Aim a => Report each line of the entries below that contains the string "chimney".

Quoted passage =>

--- BEGIN ---

That first evening, I got off the train early evening and crossed town by train and tube. Hungary was a first for my Europe adventures so far and with baffling money and an alien sounding language it was quite thrilling to realise every step was new. My stop, Harminckettesek tere Sounded like the noise the tram made as it ran along the tracks, chuck, chuck, chuck. Once in the right area, I had to ask someone for directions. Her English was great, but she was unsure on the street and stopped someone else to help, who subsequently stopped someone else. 4 of us looking at my screenshot of directions and scratching our heads, but I got there.
The currency is HUF or Hungarian Forints. At 500 HUF to the £ it has suffered great inflation in recent years. I knew I needed to psych myself up to go hard in Budapest. The 36 hours I had was nowhere near enough and I was going to have to sleep less, eat faster, walk further and keep the camera turned on to absorb as much as possible. So with European city two in the same day, I headed out at dusk to explore. A city at night is magical and as I got off the tram at the busy intersection of the Oktagon, I made my way up the tree lined avenue of Anglesey street. Soon I passed the soviet secret police building from the communist regime which held power here for 45 years. Now it is a museum called the house of terror.
Continuing my walk, the top of the avenue was out by the impressive monument of Heroes Square which was constructed in 1896 to mark the thousandth anniversary of Hungary. Adjacent to it are the beautiful buildings of the museum of fine arts and the hall of arts. Archangel Gabriel stands on top of the pillar, holding the holy crown and cross. The seven chieftains who led the Magyar tribes to Hungary can be seen on the stand below.
Behind the square, the city park, illuminated in light and music filling the green open spaces, the water protruding fountains and on the bank Vajdahunyad castle, one of the many buildings in the city that made this place feel just like a fairytale. Walking past the moat and iron gates, I continued my detour until I found the Szechenyi baths, one of seven main baths in the city heated with water from natural springs, a mark of the Turkish occupation of the city. The building itself was grand and imposing, gracefully showing its age with its dated features. Late at night the baths were quiet with locals sharing stories on the steps in the 38degree water. I found a good position for people watching, enjoying the warmth of the water in the cool evenings air, the contrast driving steam off the waters surface. Wow, I was in Budapest. I experimented with the different pools, fountains and made the most of being anonymous in a foreign city by splashing around in the centre, before reluctantly heading out again.

--- END ---

Entries shown =>
--- BEGIN ---

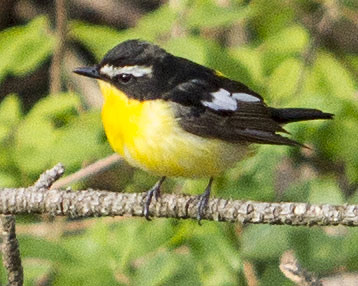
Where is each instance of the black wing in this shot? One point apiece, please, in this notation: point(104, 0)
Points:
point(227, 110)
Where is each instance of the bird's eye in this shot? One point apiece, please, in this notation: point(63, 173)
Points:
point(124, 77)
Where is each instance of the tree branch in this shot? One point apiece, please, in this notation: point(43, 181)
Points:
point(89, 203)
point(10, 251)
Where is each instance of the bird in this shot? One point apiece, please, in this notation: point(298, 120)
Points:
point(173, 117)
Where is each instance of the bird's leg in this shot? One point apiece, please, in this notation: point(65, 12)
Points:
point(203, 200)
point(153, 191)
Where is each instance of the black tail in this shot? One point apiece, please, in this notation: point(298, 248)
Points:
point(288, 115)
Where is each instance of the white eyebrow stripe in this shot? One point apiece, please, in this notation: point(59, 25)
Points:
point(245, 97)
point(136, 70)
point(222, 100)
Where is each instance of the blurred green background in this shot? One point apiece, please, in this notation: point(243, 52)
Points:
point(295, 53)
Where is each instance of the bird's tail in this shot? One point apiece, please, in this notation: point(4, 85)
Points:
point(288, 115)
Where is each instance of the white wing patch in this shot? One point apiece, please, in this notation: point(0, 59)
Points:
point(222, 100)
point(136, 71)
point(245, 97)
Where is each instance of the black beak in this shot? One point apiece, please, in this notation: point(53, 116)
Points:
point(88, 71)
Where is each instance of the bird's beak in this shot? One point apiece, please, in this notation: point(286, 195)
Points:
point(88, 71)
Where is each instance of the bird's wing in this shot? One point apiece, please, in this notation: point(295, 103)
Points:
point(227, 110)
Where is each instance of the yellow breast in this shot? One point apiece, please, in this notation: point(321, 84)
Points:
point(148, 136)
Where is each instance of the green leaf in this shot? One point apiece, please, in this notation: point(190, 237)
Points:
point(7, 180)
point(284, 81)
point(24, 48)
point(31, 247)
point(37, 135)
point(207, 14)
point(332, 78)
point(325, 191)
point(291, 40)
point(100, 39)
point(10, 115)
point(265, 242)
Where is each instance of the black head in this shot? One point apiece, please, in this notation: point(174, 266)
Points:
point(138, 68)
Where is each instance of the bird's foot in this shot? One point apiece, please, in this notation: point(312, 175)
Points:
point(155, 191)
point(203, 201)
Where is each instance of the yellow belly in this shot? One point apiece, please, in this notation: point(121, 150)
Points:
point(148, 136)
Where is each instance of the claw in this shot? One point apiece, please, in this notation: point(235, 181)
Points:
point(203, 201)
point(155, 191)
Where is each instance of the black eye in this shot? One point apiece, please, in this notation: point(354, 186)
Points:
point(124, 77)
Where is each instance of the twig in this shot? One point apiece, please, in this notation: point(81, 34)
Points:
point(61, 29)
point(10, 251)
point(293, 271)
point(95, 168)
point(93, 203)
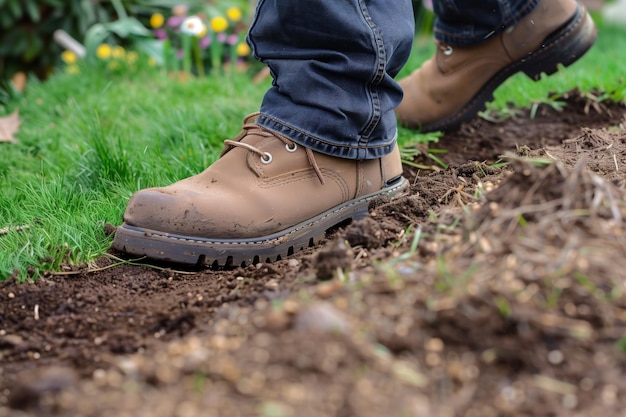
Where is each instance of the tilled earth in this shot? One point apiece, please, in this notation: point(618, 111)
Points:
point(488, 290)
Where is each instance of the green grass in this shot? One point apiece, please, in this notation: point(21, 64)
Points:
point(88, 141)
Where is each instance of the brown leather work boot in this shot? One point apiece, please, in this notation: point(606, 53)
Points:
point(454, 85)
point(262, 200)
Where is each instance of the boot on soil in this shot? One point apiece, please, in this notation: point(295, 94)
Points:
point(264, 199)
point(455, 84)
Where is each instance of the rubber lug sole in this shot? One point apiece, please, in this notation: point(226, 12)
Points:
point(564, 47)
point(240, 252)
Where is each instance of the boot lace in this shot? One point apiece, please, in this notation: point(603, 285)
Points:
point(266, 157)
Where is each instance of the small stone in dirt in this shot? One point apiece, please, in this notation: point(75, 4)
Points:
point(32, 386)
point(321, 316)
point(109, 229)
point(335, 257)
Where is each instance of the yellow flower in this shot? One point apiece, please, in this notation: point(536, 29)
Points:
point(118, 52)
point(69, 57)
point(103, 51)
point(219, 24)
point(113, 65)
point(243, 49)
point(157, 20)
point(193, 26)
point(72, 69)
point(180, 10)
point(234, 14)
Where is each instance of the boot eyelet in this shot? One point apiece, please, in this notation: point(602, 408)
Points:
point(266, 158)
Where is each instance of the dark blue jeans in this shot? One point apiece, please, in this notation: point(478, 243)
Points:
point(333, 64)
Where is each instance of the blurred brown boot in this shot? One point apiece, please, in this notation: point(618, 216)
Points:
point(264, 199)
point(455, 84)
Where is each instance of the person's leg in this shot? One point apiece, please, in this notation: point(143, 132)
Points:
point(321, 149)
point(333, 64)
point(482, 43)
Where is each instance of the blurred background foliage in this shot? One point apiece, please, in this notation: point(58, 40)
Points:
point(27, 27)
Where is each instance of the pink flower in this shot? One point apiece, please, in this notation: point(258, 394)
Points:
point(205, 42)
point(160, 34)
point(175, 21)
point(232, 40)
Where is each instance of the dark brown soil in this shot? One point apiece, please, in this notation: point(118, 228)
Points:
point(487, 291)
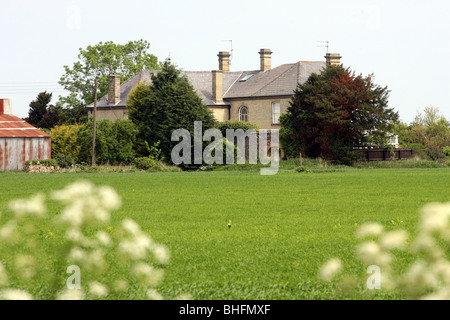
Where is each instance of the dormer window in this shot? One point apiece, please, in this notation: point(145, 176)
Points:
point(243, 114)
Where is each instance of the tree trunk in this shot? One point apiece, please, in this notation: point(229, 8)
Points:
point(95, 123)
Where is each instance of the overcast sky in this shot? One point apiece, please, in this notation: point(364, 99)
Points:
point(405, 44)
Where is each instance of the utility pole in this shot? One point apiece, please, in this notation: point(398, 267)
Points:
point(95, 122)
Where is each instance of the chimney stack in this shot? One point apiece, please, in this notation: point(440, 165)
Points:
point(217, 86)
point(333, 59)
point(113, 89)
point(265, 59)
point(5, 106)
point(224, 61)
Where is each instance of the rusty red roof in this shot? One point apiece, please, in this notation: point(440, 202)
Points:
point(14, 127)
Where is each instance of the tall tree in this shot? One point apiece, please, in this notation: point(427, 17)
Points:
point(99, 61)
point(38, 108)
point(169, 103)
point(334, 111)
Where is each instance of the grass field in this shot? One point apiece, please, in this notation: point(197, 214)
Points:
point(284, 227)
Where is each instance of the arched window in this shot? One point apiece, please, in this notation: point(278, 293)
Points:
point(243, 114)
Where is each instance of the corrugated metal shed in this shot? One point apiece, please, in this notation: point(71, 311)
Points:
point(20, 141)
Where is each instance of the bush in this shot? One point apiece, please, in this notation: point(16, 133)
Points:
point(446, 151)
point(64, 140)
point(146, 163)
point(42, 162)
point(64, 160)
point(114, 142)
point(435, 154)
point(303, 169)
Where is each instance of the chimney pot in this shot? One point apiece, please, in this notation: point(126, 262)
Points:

--- END ---
--- BEGIN ---

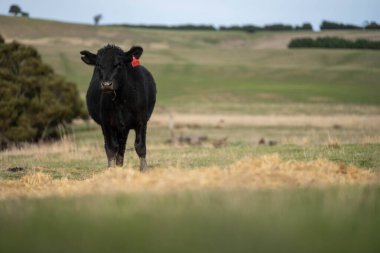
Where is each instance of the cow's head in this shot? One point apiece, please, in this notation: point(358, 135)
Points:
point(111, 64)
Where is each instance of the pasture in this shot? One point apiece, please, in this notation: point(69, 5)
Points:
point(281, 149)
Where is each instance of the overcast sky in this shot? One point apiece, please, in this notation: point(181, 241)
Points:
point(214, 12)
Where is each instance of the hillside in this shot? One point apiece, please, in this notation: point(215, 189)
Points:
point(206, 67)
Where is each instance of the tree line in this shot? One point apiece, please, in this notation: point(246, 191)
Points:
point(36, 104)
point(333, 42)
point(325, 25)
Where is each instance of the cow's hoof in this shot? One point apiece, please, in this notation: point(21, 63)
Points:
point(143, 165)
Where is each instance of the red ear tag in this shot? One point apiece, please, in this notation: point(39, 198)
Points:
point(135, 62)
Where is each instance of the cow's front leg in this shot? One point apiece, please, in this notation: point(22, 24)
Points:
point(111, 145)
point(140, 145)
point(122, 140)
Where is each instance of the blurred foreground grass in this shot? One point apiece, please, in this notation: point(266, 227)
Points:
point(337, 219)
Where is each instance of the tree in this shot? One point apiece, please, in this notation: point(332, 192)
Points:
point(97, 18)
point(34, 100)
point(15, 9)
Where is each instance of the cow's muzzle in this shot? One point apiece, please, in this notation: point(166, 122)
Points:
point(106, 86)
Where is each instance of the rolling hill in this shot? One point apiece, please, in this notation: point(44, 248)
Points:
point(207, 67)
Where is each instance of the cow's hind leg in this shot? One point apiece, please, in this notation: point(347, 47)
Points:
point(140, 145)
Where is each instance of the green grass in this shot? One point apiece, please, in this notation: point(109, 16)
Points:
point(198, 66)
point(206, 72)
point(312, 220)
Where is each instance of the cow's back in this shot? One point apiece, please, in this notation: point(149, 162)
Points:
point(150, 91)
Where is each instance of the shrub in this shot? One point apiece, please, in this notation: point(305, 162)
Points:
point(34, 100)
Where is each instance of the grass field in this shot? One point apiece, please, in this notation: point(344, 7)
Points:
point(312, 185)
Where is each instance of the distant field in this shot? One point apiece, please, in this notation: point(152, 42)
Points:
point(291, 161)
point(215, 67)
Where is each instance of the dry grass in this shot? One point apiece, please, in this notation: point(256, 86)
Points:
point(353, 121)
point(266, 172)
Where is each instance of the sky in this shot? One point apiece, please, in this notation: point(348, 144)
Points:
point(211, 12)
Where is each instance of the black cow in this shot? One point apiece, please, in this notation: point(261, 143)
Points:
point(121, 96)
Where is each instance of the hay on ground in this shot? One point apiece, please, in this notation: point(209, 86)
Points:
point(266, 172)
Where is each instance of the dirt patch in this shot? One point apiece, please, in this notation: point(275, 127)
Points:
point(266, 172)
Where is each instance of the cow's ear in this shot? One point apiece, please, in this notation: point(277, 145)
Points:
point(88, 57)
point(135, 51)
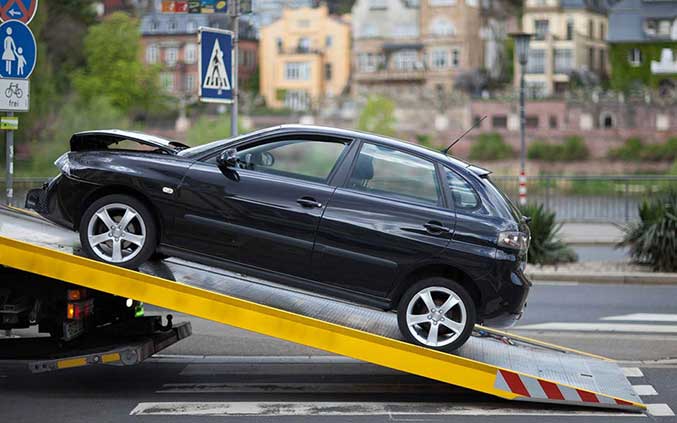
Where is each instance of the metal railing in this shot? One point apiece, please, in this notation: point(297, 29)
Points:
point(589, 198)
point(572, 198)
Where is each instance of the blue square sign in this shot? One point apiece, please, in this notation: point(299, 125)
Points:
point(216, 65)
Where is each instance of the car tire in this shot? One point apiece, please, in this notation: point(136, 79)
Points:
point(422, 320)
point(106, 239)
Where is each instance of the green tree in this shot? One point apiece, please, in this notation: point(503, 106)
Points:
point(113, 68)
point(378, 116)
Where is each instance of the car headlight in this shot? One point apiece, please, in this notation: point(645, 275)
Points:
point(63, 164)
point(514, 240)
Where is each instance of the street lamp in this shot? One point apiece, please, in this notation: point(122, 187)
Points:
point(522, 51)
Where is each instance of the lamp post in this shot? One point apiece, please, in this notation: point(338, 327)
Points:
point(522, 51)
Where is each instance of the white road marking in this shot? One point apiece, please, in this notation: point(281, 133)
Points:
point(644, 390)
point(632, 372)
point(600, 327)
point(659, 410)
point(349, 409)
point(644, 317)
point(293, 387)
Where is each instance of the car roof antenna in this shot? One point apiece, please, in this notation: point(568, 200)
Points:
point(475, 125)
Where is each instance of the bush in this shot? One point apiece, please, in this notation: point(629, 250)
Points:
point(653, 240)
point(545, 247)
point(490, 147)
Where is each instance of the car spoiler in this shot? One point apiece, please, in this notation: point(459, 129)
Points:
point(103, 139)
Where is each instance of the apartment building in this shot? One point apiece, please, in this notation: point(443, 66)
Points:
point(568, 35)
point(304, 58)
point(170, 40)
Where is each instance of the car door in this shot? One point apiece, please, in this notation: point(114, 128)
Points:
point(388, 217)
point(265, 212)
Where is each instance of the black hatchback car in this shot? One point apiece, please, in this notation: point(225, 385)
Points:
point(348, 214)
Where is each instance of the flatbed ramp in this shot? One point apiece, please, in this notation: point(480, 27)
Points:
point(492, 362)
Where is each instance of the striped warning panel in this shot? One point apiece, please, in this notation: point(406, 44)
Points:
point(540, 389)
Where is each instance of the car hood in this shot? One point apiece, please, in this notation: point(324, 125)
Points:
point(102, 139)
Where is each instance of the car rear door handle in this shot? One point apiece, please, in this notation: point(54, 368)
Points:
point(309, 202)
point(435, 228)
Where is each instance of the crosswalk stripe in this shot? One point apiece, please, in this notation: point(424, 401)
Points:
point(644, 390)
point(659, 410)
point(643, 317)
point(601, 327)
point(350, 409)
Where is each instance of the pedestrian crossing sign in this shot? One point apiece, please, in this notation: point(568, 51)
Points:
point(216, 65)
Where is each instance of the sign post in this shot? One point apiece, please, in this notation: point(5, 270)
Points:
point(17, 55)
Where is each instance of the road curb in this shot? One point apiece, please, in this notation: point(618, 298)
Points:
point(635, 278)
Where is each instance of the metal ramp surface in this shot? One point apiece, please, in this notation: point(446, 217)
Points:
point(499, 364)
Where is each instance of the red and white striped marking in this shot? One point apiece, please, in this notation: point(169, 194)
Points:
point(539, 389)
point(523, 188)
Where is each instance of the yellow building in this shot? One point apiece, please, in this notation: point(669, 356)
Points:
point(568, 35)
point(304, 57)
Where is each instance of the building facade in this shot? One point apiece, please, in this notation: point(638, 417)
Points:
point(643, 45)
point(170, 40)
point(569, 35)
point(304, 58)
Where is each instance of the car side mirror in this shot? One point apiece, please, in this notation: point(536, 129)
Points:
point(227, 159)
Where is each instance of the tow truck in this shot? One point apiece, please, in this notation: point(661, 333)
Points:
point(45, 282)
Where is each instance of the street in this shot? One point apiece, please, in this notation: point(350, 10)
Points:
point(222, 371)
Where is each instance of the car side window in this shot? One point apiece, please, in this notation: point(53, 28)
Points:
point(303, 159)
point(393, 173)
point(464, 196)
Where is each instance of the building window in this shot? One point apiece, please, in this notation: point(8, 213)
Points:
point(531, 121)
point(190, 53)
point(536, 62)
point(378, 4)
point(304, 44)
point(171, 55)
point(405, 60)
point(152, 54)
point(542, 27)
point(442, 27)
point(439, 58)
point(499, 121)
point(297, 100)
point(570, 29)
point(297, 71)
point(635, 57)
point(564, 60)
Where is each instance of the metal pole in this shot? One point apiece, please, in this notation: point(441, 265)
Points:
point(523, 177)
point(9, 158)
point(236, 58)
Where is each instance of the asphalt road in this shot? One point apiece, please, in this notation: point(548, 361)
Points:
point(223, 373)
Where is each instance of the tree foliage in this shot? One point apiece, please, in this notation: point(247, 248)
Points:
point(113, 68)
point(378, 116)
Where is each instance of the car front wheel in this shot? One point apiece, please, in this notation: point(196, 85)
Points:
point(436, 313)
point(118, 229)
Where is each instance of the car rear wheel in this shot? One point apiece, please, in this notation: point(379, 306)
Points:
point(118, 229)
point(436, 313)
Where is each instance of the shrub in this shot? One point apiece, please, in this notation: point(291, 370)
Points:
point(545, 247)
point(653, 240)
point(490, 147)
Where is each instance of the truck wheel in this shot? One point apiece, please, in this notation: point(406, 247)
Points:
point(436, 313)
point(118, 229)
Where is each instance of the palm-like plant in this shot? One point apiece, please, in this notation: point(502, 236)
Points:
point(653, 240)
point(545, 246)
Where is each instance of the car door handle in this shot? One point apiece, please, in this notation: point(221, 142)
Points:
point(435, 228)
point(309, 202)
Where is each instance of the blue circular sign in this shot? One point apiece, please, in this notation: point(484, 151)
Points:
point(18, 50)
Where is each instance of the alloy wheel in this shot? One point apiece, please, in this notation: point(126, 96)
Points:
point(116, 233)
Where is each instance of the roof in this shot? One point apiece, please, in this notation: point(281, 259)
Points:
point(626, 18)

--- END ---
--- BEGIN ---

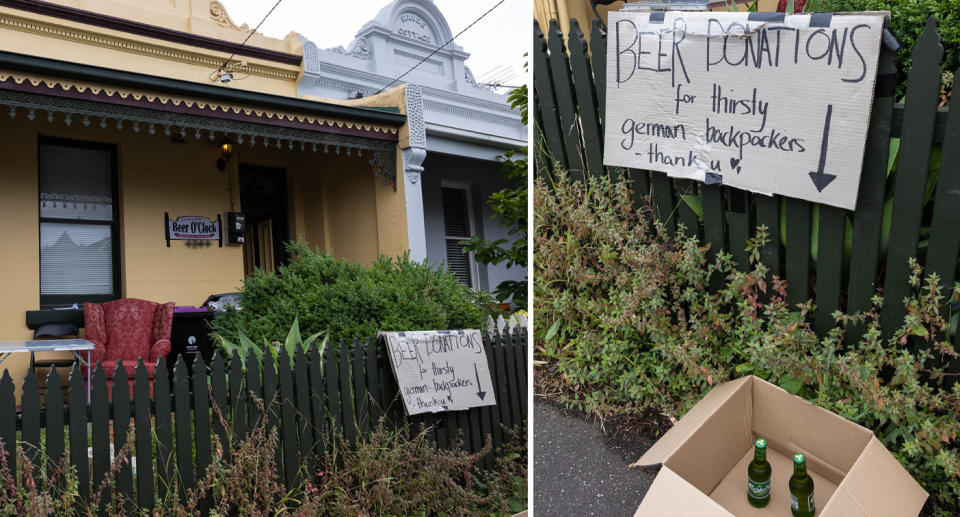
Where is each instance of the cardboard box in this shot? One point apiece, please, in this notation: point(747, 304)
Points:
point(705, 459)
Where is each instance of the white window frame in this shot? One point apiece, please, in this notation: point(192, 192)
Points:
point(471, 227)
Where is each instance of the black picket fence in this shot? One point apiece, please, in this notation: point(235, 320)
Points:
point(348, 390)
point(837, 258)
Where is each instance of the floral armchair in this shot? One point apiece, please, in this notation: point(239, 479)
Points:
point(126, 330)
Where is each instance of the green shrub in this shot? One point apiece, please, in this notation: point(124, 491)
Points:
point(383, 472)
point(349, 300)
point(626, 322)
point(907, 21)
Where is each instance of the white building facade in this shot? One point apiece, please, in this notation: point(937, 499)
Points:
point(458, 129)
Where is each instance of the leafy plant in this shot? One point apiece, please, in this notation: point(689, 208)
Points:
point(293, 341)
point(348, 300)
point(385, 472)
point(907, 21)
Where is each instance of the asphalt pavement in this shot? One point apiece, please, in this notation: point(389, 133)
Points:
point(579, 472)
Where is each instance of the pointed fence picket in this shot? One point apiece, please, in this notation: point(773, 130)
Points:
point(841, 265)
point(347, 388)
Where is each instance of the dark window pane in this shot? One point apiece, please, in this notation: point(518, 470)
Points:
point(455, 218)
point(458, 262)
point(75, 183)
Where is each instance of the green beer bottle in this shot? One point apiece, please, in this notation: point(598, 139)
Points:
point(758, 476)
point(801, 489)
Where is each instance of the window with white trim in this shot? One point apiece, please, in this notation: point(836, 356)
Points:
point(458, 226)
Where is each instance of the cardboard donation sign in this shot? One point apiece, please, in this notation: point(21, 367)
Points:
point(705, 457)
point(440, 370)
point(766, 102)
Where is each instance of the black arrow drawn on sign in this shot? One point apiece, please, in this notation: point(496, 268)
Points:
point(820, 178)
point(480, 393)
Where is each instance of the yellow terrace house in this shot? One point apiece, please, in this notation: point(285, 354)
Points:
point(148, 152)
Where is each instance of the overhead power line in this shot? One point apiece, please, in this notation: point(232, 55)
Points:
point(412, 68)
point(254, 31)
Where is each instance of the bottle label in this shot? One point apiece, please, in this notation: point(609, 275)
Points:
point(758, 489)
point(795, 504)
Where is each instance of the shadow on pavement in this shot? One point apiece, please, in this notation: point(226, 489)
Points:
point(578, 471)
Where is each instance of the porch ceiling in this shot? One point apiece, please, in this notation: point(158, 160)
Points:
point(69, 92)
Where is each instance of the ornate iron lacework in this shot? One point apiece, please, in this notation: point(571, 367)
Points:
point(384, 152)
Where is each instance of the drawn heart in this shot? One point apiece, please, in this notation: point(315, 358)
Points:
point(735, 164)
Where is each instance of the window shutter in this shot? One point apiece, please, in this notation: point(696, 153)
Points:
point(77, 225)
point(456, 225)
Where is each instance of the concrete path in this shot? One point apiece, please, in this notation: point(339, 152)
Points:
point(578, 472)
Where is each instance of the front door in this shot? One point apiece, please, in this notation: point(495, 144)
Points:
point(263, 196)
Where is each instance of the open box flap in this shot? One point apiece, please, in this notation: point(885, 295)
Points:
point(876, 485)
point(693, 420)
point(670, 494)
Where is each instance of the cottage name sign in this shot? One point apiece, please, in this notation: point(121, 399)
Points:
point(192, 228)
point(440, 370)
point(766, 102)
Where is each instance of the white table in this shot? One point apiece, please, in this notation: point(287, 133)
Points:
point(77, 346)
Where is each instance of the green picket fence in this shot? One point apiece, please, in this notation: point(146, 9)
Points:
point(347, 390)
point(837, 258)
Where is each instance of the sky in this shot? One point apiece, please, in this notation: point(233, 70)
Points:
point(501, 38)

--- END ---

Aim b => According to the Budapest travel account, in what year was the monument of Heroes Square constructed?

Correct answer a =>
Where is each instance of the chimney stack in this shot? One point apiece, please, in this notation: point(440, 165)
Where is each instance of the chimney pot in this shot? One point apiece, please, in this notation: point(126, 262)

Correct answer b => 1896